Pharmagate and the economics of patent law reform

A shortened version of this article was originally published in the Financial Mail of January 24-29. By Marcus Low, Treatment Action Campaign.

We are deeply perturbed by revelations in last Friday’s Mail & Guardian exposing what appears to be a very well-funded, covert plot by foreign pharmaceutical companies and their local subsidiaries to delay a democratic law reform process in South Africa. The law reform concerns the new draft intellectual property policy developed by the Department of Trade and Industry (DTI). This policy has already been delayed for many years. The leaked documents expose a secretive US$ 500,000 plot to delay the policy even further.

◆ Work item ◆
Transcribe the Pharmagate article word for word. Begin at the words "A shortened version" and stop after "policy even further.".

◆ Source information ◆
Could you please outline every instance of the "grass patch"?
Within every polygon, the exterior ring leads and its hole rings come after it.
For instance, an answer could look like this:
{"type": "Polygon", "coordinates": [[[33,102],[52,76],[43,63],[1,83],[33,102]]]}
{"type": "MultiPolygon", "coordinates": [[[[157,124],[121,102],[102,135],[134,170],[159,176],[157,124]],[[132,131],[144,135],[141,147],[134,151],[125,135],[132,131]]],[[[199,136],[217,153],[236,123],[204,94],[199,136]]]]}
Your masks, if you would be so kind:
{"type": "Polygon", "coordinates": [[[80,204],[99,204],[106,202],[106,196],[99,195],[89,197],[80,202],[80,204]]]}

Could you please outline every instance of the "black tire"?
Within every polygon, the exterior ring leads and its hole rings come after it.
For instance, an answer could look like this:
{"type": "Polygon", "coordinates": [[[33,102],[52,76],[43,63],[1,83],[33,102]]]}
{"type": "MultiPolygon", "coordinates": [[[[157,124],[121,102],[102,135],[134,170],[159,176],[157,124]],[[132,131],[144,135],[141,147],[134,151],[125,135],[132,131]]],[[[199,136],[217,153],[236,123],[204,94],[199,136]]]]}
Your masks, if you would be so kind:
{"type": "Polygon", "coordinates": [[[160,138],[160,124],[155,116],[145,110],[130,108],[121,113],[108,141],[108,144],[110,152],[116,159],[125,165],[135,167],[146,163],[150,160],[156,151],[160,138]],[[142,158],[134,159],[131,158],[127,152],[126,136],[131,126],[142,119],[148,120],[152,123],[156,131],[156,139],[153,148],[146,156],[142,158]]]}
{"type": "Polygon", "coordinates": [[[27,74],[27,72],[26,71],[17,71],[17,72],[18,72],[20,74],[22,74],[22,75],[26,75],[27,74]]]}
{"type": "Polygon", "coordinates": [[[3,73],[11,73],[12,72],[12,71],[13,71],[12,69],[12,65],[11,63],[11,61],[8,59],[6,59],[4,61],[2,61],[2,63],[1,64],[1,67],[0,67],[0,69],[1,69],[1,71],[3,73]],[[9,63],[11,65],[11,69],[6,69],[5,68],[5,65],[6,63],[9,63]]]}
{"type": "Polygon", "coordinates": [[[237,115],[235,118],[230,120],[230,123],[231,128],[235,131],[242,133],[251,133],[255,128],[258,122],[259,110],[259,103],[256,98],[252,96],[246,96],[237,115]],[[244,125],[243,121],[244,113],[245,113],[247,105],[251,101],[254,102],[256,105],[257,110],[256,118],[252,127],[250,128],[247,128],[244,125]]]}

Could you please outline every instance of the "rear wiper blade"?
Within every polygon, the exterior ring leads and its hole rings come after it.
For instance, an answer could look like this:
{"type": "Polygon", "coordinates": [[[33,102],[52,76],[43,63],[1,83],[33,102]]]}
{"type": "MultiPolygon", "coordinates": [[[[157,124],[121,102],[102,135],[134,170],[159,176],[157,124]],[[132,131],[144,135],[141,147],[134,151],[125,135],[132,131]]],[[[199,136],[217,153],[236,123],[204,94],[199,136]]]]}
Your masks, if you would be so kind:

◆ Answer below ◆
A shortened version of this article was originally published in the Financial Mail of January 24-29. By Marcus Low, Treatment Action Campaign.

We are deeply perturbed by revelations in last Friday’s Mail & Guardian exposing what appears to be a very well-funded, covert plot by foreign pharmaceutical companies and their local subsidiaries to delay a democratic law reform process in South Africa. The law reform concerns the new draft intellectual property policy developed by the Department of Trade and Industry (DTI). This policy has already been delayed for many years. The leaked documents expose a secretive US$ 500,000 plot to delay the policy even further.